- **Stated exercise**: Reproduce every line of the material below word for word, without changing anything.

- **Dataset content**:
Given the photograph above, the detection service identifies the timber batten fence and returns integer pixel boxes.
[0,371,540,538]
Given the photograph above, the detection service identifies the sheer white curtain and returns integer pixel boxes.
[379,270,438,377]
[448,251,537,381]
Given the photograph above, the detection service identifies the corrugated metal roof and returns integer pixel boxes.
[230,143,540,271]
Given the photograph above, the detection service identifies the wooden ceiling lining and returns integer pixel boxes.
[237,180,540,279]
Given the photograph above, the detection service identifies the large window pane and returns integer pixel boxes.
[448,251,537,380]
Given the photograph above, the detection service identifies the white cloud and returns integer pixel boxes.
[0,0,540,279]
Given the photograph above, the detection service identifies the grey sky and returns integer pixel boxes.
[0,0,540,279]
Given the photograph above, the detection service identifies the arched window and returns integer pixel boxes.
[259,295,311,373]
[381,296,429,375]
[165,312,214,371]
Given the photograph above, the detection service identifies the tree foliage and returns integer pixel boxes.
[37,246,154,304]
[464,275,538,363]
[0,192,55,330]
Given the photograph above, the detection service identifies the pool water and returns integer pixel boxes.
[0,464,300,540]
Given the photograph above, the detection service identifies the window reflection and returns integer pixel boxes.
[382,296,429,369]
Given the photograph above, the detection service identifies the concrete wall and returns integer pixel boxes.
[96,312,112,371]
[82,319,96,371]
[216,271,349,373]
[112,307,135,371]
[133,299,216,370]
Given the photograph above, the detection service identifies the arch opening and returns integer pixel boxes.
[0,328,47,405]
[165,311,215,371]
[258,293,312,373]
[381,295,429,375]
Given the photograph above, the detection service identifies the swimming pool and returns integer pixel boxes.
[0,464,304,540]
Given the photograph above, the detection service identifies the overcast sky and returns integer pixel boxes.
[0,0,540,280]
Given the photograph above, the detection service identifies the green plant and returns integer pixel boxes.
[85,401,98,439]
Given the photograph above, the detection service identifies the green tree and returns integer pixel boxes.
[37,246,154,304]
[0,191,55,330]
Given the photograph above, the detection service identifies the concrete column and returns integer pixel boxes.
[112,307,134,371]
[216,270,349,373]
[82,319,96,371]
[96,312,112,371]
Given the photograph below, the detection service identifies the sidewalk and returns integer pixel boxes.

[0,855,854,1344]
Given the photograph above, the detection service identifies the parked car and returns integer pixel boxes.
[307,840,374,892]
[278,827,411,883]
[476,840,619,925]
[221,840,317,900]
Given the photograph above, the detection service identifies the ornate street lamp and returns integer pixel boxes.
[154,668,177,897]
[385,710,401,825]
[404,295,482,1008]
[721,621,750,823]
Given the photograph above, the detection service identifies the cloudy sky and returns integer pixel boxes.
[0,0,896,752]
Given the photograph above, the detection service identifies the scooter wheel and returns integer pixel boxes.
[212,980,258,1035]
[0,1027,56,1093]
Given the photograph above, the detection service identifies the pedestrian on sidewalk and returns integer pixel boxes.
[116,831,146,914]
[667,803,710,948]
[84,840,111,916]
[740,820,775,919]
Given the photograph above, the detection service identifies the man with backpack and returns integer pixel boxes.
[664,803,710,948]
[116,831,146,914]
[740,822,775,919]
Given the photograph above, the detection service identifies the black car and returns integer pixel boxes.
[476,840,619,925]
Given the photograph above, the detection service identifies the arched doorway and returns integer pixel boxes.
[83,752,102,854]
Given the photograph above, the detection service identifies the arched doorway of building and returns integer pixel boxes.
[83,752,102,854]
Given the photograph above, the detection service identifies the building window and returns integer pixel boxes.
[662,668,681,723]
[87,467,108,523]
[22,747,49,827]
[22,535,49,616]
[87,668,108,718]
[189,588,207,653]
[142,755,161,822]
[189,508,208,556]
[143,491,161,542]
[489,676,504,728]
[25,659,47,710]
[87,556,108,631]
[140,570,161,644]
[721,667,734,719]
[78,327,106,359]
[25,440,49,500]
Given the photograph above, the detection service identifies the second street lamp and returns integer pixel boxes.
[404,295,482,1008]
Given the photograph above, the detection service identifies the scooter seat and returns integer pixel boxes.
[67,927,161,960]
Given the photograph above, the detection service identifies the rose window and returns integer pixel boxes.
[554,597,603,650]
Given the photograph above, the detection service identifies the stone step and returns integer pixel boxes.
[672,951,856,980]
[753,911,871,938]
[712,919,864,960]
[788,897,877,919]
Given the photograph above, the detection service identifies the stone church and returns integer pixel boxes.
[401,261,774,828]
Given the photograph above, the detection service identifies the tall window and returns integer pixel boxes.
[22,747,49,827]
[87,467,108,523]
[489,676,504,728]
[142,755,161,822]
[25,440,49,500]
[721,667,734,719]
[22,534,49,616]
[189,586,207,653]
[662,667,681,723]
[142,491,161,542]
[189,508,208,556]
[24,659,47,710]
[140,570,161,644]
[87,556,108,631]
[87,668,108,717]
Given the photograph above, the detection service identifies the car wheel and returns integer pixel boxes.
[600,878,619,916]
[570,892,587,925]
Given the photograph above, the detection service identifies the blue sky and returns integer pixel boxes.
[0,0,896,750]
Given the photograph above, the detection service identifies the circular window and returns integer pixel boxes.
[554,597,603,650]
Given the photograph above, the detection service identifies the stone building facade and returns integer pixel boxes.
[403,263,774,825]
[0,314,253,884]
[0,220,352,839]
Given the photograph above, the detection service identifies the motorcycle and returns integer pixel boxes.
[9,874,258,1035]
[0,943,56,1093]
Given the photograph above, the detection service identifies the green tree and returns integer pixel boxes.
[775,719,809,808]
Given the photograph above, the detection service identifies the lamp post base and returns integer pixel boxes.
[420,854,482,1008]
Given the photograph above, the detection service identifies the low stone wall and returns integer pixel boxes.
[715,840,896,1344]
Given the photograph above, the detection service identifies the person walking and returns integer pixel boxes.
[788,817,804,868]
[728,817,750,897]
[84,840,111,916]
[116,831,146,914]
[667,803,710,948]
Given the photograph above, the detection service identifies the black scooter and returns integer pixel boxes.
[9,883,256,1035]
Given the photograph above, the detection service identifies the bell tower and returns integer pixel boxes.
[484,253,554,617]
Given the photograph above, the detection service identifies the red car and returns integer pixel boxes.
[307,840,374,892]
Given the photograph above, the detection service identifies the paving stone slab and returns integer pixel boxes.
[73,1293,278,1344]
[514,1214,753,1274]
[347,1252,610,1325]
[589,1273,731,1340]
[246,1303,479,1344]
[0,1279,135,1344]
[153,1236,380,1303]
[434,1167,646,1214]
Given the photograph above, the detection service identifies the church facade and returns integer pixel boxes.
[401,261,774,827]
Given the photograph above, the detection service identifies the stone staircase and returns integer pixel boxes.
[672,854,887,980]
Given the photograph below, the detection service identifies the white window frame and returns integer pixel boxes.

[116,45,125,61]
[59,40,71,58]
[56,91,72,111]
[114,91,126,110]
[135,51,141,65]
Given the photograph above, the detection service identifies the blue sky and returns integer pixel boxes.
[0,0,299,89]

- **Full answer**:
Given the photograph above, the detection service identifies the timber batten fence and returns integer pixel boxes.
[0,371,540,538]
Given the photograph above, the detection service identifies the sheer white curtain and returns integer pixel boxes.
[379,270,438,377]
[448,251,537,381]
Given the photograph above, the detection service identifies the corrugated metal roof and returns integer pixel boxes.
[230,143,540,271]
Given the photograph above, the detection service identifies the wooden ceiling lining and returns integer pixel boxes.
[237,180,540,279]
Given the photograph above, the detection service identifies the large window pane and returns integer pixel boxes.
[448,251,537,380]
Given the photograph above, the detection service identifies the white cloud and returns integer pixel boxes.
[0,0,540,279]
Given the photograph above, the detection service identifies the grey sky and returns integer pixel boxes.
[0,0,540,279]
Given the photograph above, the detection service identifies the arched window and returns integer pixel boxes.
[259,295,311,373]
[381,296,429,375]
[165,312,214,371]
Given the photograph above, the detection service identifies the tree foliage and returns integer pixel boxes.
[37,246,154,304]
[464,275,538,363]
[0,192,55,330]
Given the photograph above, the detection service identifies the pool water and returns integer pixel boxes.
[0,464,300,540]
Given the photograph above, the detection service identifies the window reflection and returns integer pixel boxes.
[382,296,429,369]
Given the photograph above, the detection service identifies the concrete wall and returns integer pixel boxes.
[96,312,112,371]
[82,319,96,371]
[216,271,349,373]
[112,307,135,371]
[133,299,216,370]
Given the photograph above, the detection service identifies the arch opening and returns integer pixel boxes.
[0,328,47,405]
[165,311,215,371]
[258,293,312,373]
[381,295,429,375]
Given the photograph above, the detection service identifies the swimming pool and returns integer pixel boxes.
[0,464,304,540]
Given the photograph above, the detection service identifies the overcast sky and returns integer pixel boxes.
[0,0,540,280]
Given the photograph above, the detection service identifies the green plant and returns integer pixel boxes.
[85,401,98,439]
Given the photograph above, the detection service identifies the green tree and returns integer pixel boxes.
[37,246,154,304]
[0,191,55,330]
Given the photograph above, the detection service identifies the concrete column and returns integer pixel boxes.
[112,307,134,371]
[216,270,349,373]
[82,319,96,371]
[96,312,112,371]
Given the photograph below, the detection service identifies the sidewalk and returns integer pixel boxes.

[0,855,854,1344]
Given the photograph above, the detection service identifies the parked car and returns integer pixel boxes.
[307,840,374,892]
[278,827,411,883]
[476,840,619,925]
[221,840,317,900]
Given the photograph above, the detection service identifies the ornate street lamp and returns integer pixel boxes.
[154,668,177,897]
[385,710,401,825]
[404,295,482,1008]
[721,621,750,823]
Given the photograph above, the detection service identifies the cloudy sky and returns integer pixel boxes.
[0,0,896,752]
Given the photograph above, the detection service identifies the scooter wheel and returns integer pixel boxes.
[212,980,258,1035]
[0,1027,56,1093]
Given the photograph above, the detection service identifies the pedestrian on sidewalk and returns integer pixel boxes.
[116,831,146,914]
[667,803,710,948]
[84,840,111,916]
[740,820,775,919]
Given the photograph above, the detection service identifies the man with backpack and returns integer pixel boxes.
[664,803,710,948]
[116,831,146,914]
[740,822,775,919]
Given the photograph above, the detection service identifies the black car and returns integer pixel boxes.
[476,840,619,925]
Given the photograph above, the detection service identifies the arched doorway and returns integer pixel boxes.
[83,752,102,854]
Given the photograph above, the detection service identifies the arched doorway of building and returns integer pixel boxes.
[83,752,102,854]
Given the photograph above, the detection service identifies the building window and returns integer pixel boxes.
[662,668,681,723]
[87,467,108,523]
[22,747,49,827]
[22,535,49,616]
[87,668,108,718]
[189,588,207,653]
[142,755,161,822]
[189,508,208,556]
[143,491,161,542]
[489,676,504,728]
[25,659,47,710]
[87,556,108,631]
[140,570,161,644]
[721,667,734,719]
[78,327,106,359]
[25,440,49,500]
Given the photograph above, the detection service identifies the second street lamp and returns integer pixel boxes.
[404,295,482,1008]
Given the photograph above, the detection service identifies the scooter seat and returns integer pixel boxes.
[67,927,161,960]
Given the photograph above, the detection service identifies the rose window and returns integer pixel boxes.
[554,597,603,650]
Given the photograph above, the detection service identifies the stone step and returns integer pixel boxes.
[672,951,856,980]
[753,911,871,938]
[712,919,864,960]
[788,897,877,919]
Given the photograph above, the detection service identifies the stone church and returns integer pixel boxes.
[401,261,774,828]
Given the photograph above, the detection service identifies the tall window and returns integer pixel boxes.
[22,747,49,827]
[87,467,108,523]
[489,676,504,728]
[142,755,161,822]
[25,440,49,500]
[721,667,734,719]
[22,534,49,616]
[189,586,207,653]
[662,667,681,723]
[142,491,161,542]
[189,508,208,556]
[24,659,47,710]
[140,570,161,644]
[87,556,108,631]
[87,668,108,717]
Given the photograph above, the detection service identifies the car wheel and returns integer pixel boxes.
[600,878,619,916]
[570,892,587,925]
Given the photograph above, the detection service identifies the blue sky and returns integer pixel boxes.
[0,0,896,750]
Given the photograph above, the detection service identifies the circular window and returns integer pixel boxes.
[554,597,603,650]
Given the photograph above, the detection service identifies the stone building facade and returns integer pixel boxes.
[403,263,774,825]
[0,314,253,884]
[0,220,352,839]
Given the photograph above, the detection service identifies the motorcycle and returns integer pixel boxes.
[9,874,258,1035]
[0,943,56,1093]
Given the photograph above, the detection service identifies the green tree and returns integer pixel boxes.
[775,719,809,808]
Given the photograph above, the detection service identifies the lamp post base and returns integer pixel boxes.
[420,854,482,1008]
Given the photograph above, the detection service identifies the low stone wall and returns integer pixel boxes.
[715,840,896,1344]
Given the photograph above, the detection service identifies the person walking and returns integer pixel boxes.
[788,817,804,868]
[728,817,750,897]
[84,840,111,916]
[116,831,146,914]
[667,803,710,948]
Given the photograph above, the detection service identifies the black scooter and returns integer pixel boxes.
[9,883,256,1035]
Given the photograph above, the detection service identifies the bell tower and returns integer pixel boxes.
[484,253,554,617]
Given the photograph above, the detection service identifies the red car and returns integer pixel boxes.
[307,840,374,892]
Given the photograph above, the detection service identifies the paving stone slab and returns integer pixel boxes.
[73,1293,278,1344]
[514,1214,753,1274]
[347,1252,610,1325]
[589,1273,731,1340]
[246,1303,479,1344]
[0,1279,135,1344]
[153,1236,380,1303]
[434,1167,646,1214]
Given the photograph above, the detection service identifies the church facade and returns integer pixel boxes.
[401,261,774,827]
Given the photograph above, the detection service identifies the stone staircase and returns integer pixel boxes.
[672,854,887,980]
Given the photograph below, the detection service identifies the white window frame and returns integer pixel boxes.

[116,45,125,61]
[59,40,71,58]
[56,91,72,111]
[114,91,126,110]
[135,51,141,65]
Given the photograph above, the detection service identifies the blue sky and returns integer pixel boxes.
[0,0,299,89]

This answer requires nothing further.